>>>>

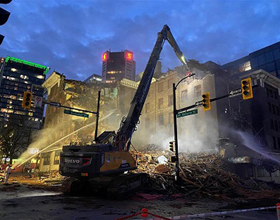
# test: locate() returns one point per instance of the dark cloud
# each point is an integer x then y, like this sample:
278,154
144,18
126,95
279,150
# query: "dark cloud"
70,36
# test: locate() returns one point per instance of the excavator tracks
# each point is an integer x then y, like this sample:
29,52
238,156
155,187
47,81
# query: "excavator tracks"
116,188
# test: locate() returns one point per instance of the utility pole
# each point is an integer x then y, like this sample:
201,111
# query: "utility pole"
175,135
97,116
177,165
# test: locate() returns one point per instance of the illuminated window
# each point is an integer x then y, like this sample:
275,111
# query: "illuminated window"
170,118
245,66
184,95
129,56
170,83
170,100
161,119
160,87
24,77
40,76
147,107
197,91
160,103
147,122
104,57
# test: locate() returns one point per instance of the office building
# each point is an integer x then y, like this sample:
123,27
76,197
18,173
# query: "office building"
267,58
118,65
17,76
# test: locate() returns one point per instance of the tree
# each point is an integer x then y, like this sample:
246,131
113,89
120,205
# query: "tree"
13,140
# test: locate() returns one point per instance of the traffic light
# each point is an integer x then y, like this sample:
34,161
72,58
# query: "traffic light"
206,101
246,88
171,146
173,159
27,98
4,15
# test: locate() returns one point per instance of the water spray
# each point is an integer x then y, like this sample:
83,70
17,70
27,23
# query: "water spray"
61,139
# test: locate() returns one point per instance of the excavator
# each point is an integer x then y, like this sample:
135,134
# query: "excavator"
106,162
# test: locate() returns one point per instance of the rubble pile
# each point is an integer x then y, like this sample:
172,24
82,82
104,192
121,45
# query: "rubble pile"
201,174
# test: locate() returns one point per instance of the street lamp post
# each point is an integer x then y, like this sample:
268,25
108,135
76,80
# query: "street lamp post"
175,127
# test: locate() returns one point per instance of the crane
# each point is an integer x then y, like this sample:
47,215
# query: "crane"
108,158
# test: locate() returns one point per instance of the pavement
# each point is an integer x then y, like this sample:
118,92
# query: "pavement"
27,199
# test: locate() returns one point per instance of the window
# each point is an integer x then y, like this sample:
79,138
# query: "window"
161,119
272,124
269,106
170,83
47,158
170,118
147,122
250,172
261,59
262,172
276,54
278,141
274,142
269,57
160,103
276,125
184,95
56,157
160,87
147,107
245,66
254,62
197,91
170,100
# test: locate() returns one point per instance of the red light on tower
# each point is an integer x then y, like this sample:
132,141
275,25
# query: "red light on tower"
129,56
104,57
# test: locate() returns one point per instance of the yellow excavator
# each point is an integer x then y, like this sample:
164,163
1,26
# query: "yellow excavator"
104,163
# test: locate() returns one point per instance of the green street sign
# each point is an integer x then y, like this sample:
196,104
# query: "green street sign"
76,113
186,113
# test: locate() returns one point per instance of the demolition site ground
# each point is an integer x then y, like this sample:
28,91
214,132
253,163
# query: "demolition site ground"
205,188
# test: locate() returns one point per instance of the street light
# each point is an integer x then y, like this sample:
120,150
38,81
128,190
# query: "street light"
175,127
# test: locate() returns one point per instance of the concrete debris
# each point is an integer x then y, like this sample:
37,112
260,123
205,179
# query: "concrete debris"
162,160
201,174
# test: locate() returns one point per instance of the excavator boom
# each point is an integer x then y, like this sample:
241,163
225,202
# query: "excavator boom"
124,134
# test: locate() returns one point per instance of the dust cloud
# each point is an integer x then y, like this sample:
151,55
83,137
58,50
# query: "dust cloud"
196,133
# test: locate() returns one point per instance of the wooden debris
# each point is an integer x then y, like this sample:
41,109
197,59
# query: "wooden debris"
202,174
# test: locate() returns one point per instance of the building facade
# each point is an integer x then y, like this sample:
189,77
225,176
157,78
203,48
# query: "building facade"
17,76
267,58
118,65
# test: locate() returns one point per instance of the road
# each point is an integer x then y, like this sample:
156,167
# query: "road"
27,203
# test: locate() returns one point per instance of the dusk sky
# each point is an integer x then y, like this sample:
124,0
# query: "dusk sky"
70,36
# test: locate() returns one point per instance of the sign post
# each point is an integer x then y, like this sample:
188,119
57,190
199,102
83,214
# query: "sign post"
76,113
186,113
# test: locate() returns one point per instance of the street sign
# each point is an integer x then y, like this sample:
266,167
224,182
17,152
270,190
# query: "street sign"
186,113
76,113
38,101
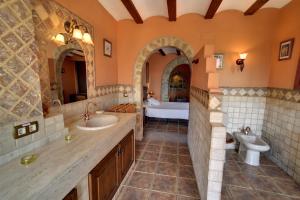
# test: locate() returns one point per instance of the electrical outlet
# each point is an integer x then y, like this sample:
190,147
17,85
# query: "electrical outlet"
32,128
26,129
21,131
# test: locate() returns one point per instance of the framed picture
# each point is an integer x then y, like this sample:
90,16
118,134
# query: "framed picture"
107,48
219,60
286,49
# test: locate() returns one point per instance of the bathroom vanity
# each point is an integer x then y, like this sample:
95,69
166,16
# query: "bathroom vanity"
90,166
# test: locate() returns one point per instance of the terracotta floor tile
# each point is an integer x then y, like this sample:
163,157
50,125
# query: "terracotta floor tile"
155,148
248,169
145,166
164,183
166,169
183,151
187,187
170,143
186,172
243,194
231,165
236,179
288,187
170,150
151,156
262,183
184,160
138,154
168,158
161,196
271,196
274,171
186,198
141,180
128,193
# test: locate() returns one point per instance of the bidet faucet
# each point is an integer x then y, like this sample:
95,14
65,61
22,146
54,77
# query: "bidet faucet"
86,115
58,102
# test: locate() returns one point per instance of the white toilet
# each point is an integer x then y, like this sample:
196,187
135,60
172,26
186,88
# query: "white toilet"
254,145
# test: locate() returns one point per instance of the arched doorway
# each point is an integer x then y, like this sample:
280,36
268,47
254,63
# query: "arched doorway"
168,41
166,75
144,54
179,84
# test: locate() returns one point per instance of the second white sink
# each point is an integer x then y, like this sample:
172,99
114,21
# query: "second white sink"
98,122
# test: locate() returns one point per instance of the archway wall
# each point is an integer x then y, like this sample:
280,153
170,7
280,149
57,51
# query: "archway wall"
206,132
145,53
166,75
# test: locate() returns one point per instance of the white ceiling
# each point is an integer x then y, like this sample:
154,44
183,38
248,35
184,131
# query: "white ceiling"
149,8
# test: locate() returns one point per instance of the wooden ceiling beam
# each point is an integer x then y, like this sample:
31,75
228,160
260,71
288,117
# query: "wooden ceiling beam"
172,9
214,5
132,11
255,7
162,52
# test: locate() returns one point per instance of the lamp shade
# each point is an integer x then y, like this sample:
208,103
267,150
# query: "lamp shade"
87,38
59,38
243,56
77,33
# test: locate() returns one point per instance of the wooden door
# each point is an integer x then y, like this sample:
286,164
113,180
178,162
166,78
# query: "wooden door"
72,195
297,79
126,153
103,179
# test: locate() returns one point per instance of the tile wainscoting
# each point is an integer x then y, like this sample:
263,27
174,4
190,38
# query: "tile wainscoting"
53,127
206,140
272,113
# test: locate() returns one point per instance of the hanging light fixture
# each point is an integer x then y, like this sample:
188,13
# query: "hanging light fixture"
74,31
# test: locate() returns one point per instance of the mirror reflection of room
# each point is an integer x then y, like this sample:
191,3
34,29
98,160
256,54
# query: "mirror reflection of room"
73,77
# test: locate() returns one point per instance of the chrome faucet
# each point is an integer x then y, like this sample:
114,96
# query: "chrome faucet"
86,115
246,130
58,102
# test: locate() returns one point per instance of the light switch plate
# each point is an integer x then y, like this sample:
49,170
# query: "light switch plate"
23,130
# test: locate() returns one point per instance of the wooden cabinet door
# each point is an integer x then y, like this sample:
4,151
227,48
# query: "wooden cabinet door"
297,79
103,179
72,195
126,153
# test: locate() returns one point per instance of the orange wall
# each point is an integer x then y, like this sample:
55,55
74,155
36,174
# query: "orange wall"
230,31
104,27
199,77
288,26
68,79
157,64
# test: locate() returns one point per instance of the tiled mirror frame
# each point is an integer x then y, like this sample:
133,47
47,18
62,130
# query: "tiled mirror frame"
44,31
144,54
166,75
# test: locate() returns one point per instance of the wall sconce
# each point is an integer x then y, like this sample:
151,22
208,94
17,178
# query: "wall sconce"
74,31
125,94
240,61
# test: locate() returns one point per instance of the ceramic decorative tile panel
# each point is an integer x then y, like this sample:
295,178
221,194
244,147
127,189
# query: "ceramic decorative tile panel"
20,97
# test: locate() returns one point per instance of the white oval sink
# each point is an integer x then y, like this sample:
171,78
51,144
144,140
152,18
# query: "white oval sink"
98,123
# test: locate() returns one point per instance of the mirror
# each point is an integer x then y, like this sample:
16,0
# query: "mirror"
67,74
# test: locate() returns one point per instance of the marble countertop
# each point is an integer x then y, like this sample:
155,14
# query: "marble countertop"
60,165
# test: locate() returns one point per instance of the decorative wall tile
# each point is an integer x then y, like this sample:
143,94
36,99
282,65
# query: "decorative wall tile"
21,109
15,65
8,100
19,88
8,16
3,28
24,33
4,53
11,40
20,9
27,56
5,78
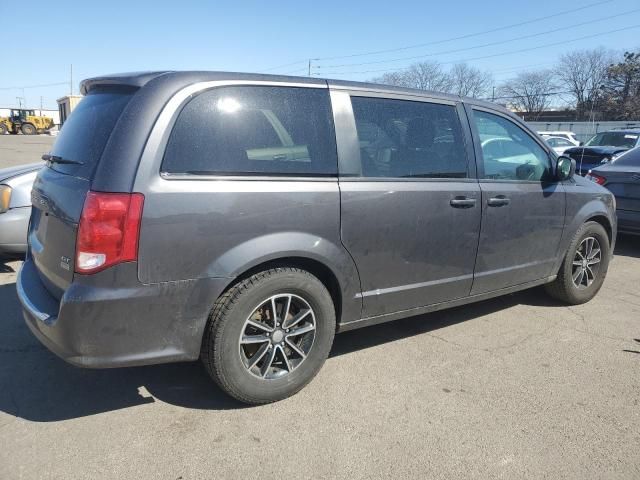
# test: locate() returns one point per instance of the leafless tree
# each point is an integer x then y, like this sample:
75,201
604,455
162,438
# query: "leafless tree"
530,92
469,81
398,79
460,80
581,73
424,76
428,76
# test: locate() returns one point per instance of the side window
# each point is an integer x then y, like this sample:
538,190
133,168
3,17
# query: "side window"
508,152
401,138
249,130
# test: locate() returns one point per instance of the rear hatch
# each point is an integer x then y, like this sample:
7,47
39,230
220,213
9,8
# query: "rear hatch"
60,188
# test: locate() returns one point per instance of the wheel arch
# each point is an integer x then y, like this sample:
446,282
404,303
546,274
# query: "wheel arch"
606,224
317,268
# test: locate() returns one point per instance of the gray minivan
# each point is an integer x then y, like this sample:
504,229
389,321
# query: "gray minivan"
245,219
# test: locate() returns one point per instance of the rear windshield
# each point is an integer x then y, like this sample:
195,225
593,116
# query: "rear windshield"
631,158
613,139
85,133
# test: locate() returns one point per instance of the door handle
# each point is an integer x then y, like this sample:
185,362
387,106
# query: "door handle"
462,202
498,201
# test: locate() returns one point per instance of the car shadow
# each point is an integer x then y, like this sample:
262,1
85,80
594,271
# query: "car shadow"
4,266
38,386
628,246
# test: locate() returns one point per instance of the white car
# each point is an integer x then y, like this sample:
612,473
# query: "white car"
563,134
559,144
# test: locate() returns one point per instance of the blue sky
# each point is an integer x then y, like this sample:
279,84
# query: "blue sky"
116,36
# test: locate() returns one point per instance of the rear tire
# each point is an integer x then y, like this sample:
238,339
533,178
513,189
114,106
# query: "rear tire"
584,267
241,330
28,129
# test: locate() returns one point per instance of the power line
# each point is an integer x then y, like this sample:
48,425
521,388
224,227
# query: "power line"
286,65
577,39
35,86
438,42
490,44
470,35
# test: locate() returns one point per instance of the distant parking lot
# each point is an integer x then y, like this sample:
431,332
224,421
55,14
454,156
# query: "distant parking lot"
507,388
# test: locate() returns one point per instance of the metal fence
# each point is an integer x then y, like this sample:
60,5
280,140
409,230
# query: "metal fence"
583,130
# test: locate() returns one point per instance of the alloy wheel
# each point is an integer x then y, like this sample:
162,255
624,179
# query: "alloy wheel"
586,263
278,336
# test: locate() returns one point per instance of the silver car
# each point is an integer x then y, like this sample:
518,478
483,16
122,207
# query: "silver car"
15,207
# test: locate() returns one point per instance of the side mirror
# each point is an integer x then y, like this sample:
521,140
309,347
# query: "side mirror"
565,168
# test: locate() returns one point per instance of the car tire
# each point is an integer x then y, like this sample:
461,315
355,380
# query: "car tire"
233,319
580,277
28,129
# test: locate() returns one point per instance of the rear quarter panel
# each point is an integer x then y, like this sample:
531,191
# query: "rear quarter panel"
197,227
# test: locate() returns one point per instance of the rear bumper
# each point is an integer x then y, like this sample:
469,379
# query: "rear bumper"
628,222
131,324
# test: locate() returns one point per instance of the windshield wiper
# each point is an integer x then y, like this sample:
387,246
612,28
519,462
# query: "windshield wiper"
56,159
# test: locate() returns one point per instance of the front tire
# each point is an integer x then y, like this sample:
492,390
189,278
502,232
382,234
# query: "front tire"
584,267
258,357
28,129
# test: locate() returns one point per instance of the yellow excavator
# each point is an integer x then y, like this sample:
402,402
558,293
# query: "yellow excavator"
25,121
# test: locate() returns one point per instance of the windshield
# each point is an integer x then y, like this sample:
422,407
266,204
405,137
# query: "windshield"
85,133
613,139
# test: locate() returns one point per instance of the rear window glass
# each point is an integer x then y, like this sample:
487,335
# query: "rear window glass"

<<<<

*GOAL OF THE EXERCISE:*
Which lines hold the word "glass"? Copy each of them from the records.

*RESULT BELOW:*
# test: locate() returns one point per instance of the rear window glass
# query: "rear window glass"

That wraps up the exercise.